Your objective >>
Rewrite the entries below with "Locate all occurrences" changed to "Find every instance" throughout, keeping everything else the same and omitting the pictures.
-- START OF Given information --
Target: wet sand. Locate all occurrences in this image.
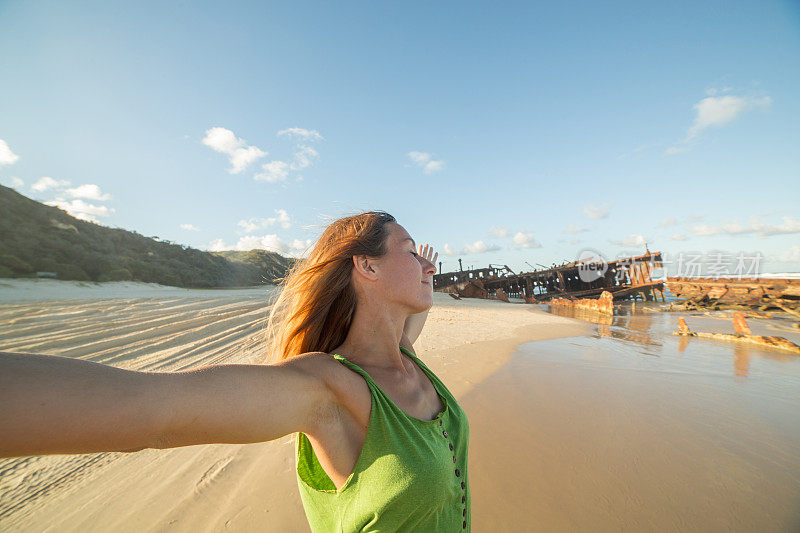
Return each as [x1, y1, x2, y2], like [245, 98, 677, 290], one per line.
[0, 282, 590, 532]
[461, 304, 800, 531]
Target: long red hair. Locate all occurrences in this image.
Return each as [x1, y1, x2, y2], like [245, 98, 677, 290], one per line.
[267, 211, 396, 361]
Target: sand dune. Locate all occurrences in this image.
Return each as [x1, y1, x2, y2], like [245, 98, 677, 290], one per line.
[0, 283, 586, 532]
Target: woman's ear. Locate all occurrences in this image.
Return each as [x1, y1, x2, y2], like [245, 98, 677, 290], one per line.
[353, 255, 378, 280]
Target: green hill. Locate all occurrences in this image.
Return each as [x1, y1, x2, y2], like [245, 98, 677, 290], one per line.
[0, 185, 295, 287]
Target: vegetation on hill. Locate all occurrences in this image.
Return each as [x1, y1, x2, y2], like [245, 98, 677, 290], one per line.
[0, 185, 295, 287]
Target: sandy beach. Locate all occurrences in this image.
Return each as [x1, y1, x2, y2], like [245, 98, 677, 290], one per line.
[0, 281, 800, 531]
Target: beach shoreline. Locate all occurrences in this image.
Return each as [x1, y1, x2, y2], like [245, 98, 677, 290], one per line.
[0, 284, 589, 531]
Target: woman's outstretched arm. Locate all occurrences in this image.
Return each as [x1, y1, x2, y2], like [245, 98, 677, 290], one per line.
[0, 352, 336, 457]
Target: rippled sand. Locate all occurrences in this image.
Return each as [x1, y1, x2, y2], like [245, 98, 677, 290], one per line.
[0, 282, 587, 532]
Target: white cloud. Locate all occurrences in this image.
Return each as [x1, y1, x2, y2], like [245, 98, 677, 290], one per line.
[567, 224, 589, 235]
[758, 217, 800, 236]
[511, 231, 542, 248]
[658, 217, 678, 228]
[206, 233, 314, 257]
[608, 234, 647, 248]
[31, 176, 69, 192]
[464, 241, 500, 254]
[3, 176, 25, 189]
[0, 139, 19, 167]
[203, 126, 267, 174]
[291, 144, 319, 170]
[278, 127, 324, 141]
[443, 241, 501, 256]
[407, 151, 444, 174]
[236, 218, 268, 233]
[289, 239, 314, 252]
[777, 244, 800, 263]
[692, 224, 722, 237]
[442, 243, 460, 256]
[489, 226, 508, 239]
[692, 215, 800, 237]
[253, 161, 289, 183]
[236, 209, 292, 233]
[64, 183, 111, 201]
[581, 204, 611, 220]
[665, 88, 772, 155]
[267, 209, 292, 229]
[45, 198, 114, 222]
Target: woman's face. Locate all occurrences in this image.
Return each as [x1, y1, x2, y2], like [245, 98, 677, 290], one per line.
[378, 222, 436, 314]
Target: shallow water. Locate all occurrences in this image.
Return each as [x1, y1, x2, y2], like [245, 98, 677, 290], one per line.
[532, 302, 800, 382]
[462, 302, 800, 531]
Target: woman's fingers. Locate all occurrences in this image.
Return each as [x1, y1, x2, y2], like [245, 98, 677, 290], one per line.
[419, 244, 439, 265]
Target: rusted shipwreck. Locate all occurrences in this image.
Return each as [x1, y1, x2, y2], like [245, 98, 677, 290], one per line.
[433, 252, 664, 303]
[667, 277, 800, 315]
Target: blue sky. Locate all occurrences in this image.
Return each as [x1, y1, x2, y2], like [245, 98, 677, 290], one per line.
[0, 1, 800, 273]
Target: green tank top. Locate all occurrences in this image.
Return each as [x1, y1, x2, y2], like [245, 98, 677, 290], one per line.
[295, 346, 471, 532]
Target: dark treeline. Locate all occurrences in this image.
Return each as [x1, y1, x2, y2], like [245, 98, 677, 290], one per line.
[0, 185, 295, 287]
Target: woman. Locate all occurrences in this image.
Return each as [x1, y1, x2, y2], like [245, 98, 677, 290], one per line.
[0, 211, 471, 531]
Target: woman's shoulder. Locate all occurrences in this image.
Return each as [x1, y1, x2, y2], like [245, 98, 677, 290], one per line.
[281, 352, 368, 398]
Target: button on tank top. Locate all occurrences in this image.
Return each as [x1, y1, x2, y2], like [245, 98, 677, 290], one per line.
[295, 346, 471, 532]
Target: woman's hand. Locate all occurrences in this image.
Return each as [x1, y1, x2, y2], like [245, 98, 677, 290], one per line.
[419, 244, 439, 274]
[0, 352, 339, 457]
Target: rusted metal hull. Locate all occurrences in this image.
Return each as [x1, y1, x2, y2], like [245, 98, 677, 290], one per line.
[550, 291, 614, 315]
[667, 278, 800, 310]
[433, 252, 664, 303]
[672, 313, 800, 355]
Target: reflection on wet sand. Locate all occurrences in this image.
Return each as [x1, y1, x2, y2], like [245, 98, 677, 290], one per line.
[460, 305, 800, 532]
[549, 303, 800, 377]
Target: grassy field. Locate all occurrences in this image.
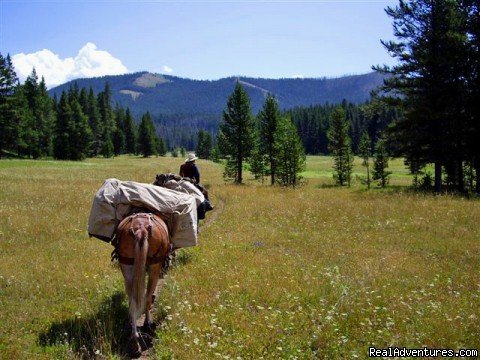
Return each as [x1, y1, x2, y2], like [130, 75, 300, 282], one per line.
[0, 157, 480, 359]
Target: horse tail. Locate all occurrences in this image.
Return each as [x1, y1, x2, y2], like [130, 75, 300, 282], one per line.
[130, 224, 148, 319]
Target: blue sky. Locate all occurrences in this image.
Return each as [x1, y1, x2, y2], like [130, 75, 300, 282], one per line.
[0, 0, 397, 84]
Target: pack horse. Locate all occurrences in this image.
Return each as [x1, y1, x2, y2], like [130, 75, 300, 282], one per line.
[116, 212, 170, 356]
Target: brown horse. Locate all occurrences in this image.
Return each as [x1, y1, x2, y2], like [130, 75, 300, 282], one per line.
[116, 212, 170, 356]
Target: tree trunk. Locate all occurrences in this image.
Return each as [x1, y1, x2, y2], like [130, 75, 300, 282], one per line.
[474, 160, 480, 195]
[435, 161, 442, 193]
[457, 160, 465, 192]
[237, 155, 243, 184]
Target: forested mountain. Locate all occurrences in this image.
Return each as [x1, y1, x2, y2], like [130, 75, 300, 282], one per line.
[49, 72, 384, 119]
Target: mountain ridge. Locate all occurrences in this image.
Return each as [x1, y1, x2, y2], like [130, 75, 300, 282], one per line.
[49, 71, 384, 119]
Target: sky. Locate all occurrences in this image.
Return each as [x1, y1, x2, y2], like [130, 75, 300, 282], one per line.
[0, 0, 398, 87]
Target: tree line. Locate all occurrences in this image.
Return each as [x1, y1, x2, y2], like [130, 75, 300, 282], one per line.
[285, 100, 400, 155]
[374, 0, 480, 193]
[217, 82, 305, 186]
[0, 54, 166, 160]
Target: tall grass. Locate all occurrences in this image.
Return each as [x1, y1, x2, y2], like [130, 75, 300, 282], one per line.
[0, 157, 480, 359]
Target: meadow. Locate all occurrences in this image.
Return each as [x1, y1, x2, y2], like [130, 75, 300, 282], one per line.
[0, 157, 480, 359]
-- END OF Given information --
Written answer >>
Target: wet sand. Find every instance in this image.
Return each as [x1, y1, x2, y2], like [245, 98, 677, 290], one per line.
[0, 282, 590, 532]
[461, 304, 800, 531]
Target: long red hair. Find every instance in this image.
Return each as [x1, y1, x2, y2], like [245, 98, 677, 290], one per line.
[267, 211, 396, 361]
Target: sand dune. Find every instance in this image.
Return each as [x1, y1, x2, y2], like [245, 98, 677, 290], one per line.
[0, 283, 586, 532]
Target: woman's ear. Find every instance in this image.
Return each as [x1, y1, x2, y2], like [245, 98, 677, 290], one per line.
[353, 255, 378, 280]
Target: green hill. Find every instance in this image.
Return each as [x1, y1, x2, y2], like [245, 98, 677, 290], one per line.
[0, 185, 295, 287]
Target: vegetation on hill. Find every instance in this image.
Return each as [x1, y1, x2, y2], like [245, 98, 677, 290], one per line.
[0, 185, 295, 287]
Target: sandy beach. Find every instance in this image.
Return each as [x1, y1, x2, y2], like [245, 98, 677, 290], one per line.
[0, 281, 800, 531]
Target: beach shoreline. Find every instance in this image.
Return each as [x1, y1, x2, y2], like [245, 98, 677, 290], one per line.
[0, 284, 589, 531]
Target: woman's outstretched arm. Find every instance in this image.
Return each as [x1, y1, x2, y2], like [245, 98, 677, 290], one per line.
[0, 352, 336, 457]
Target: rippled sand. Find every instance in this image.
Return each as [x1, y1, x2, y2], like [245, 98, 677, 290], one per line.
[0, 282, 587, 532]
Target: white cloud. Find every instance in this image.
Return each as [x1, y1, x2, y2], like [245, 98, 677, 290], one per line.
[567, 224, 589, 235]
[758, 217, 800, 236]
[511, 231, 542, 248]
[658, 217, 678, 228]
[206, 233, 314, 257]
[608, 234, 647, 248]
[31, 176, 69, 192]
[464, 241, 500, 254]
[3, 176, 25, 189]
[0, 139, 19, 167]
[203, 126, 267, 174]
[291, 144, 319, 170]
[278, 127, 324, 141]
[443, 241, 501, 256]
[407, 151, 444, 174]
[236, 218, 268, 233]
[289, 239, 314, 252]
[777, 244, 800, 263]
[692, 224, 722, 237]
[442, 243, 460, 256]
[489, 226, 508, 239]
[692, 215, 800, 237]
[253, 161, 289, 183]
[236, 209, 292, 233]
[64, 183, 111, 201]
[581, 204, 611, 220]
[665, 88, 772, 155]
[267, 209, 292, 229]
[45, 198, 114, 222]
Target: woman's face. Find every instance in this image.
Return each as [x1, y1, x2, y2], like [245, 98, 677, 290], one per line.
[378, 222, 436, 314]
Target: shallow water. Find every instance in this image.
Return each as [x1, y1, x2, y2], like [245, 98, 677, 290], one per line.
[532, 302, 800, 382]
[462, 302, 800, 531]
Target: woman's fingers. Find every instance in this image.
Return each as [x1, y1, x2, y2], like [245, 98, 677, 290], one per line.
[419, 244, 439, 265]
Target: rusted shipwreck. Find every instance in this image.
Return each as [x1, y1, x2, y2], like [245, 98, 677, 290], one per line.
[433, 252, 664, 303]
[667, 277, 800, 315]
Target: blue sky. Find every instance in this image.
Return each as [x1, y1, x2, y2], like [245, 98, 677, 290], one per line.
[0, 1, 800, 273]
Target: green tank top. Find every instance in this image.
Return each as [x1, y1, x2, y2], like [245, 98, 677, 290], one per line.
[295, 346, 471, 532]
Target: dark treeline. Find every instance in this image.
Return each as [x1, y1, x2, y2], like [245, 98, 677, 290], one per line.
[0, 185, 295, 287]
Target: woman. Find every instance in this image.
Return each as [x1, y1, x2, y2], like [245, 98, 677, 290], one per line.
[0, 211, 471, 531]
Target: woman's shoulder. Find every instance in this image.
Return each as [x1, y1, x2, y2], like [245, 98, 677, 290], one per line.
[281, 352, 368, 398]
Target: button on tank top. Find every instance in this image.
Return each as [x1, y1, x2, y2], like [245, 98, 677, 290], one per line.
[295, 346, 471, 532]
Target: woman's hand. Find every instance in this image.
Return each as [x1, y1, x2, y2], like [245, 98, 677, 290], one per line.
[419, 244, 439, 274]
[0, 352, 339, 457]
Target: rusted metal hull. Find every instance in this image.
Return each as [x1, y1, x2, y2], like [245, 98, 677, 290], one per line.
[550, 291, 614, 315]
[667, 278, 800, 310]
[433, 252, 664, 303]
[672, 313, 800, 355]
Target: reflection on wet sand. Find every instance in this image.
Return each as [x1, y1, x2, y2], like [245, 98, 677, 290], one per line.
[460, 305, 800, 532]
[549, 303, 800, 377]
Target: grassy field. Find every instance in this image.
Return each as [x1, y1, x2, y2], like [130, 75, 300, 282], one per line.
[0, 157, 480, 359]
Target: horse tail. Find every instance in this image.
Return each as [x1, y1, x2, y2], like [130, 75, 300, 282], one per line.
[130, 224, 148, 319]
Target: blue sky. Find every instance in this image.
Return each as [x1, y1, x2, y2], like [130, 75, 300, 282], one per line.
[0, 0, 397, 84]
Target: pack horse. Find every instance in this image.
Return each as [x1, y1, x2, y2], like [130, 75, 300, 282], one per line.
[116, 212, 170, 356]
Target: brown horse. Find every instance in this image.
Return each as [x1, y1, x2, y2], like [130, 75, 300, 282], one per line.
[116, 212, 170, 356]
Target: tree trunk. Find every instance in this image.
Return each as [x1, y1, x2, y2], like [130, 75, 300, 282], one per line.
[474, 160, 480, 195]
[435, 161, 442, 193]
[457, 160, 465, 192]
[237, 155, 243, 184]
Target: forested mountain. Find every instance in this image.
Return each as [x1, y1, x2, y2], like [130, 75, 300, 282], one per line.
[49, 72, 384, 119]
Target: mountain ridge. Find every instance in this image.
Return each as [x1, y1, x2, y2], like [130, 75, 300, 282], one per line.
[49, 71, 384, 119]
Target: sky. Find every instance in this image.
Return each as [x1, y1, x2, y2], like [130, 75, 300, 282], one per line.
[0, 0, 398, 87]
Target: tree line. Find every instance in this image.
Return each as [x1, y1, x2, y2], like [130, 75, 300, 282], one per line.
[285, 100, 400, 155]
[374, 0, 480, 193]
[217, 82, 305, 186]
[0, 54, 166, 160]
Target: tall grass. Find every instance in this image.
Return each as [x1, y1, x2, y2], like [130, 75, 300, 282], one per line.
[0, 157, 480, 359]
Target: meadow. Find every instance in this image.
Return each as [x1, y1, x2, y2], like [130, 75, 300, 282], one per line.
[0, 157, 480, 359]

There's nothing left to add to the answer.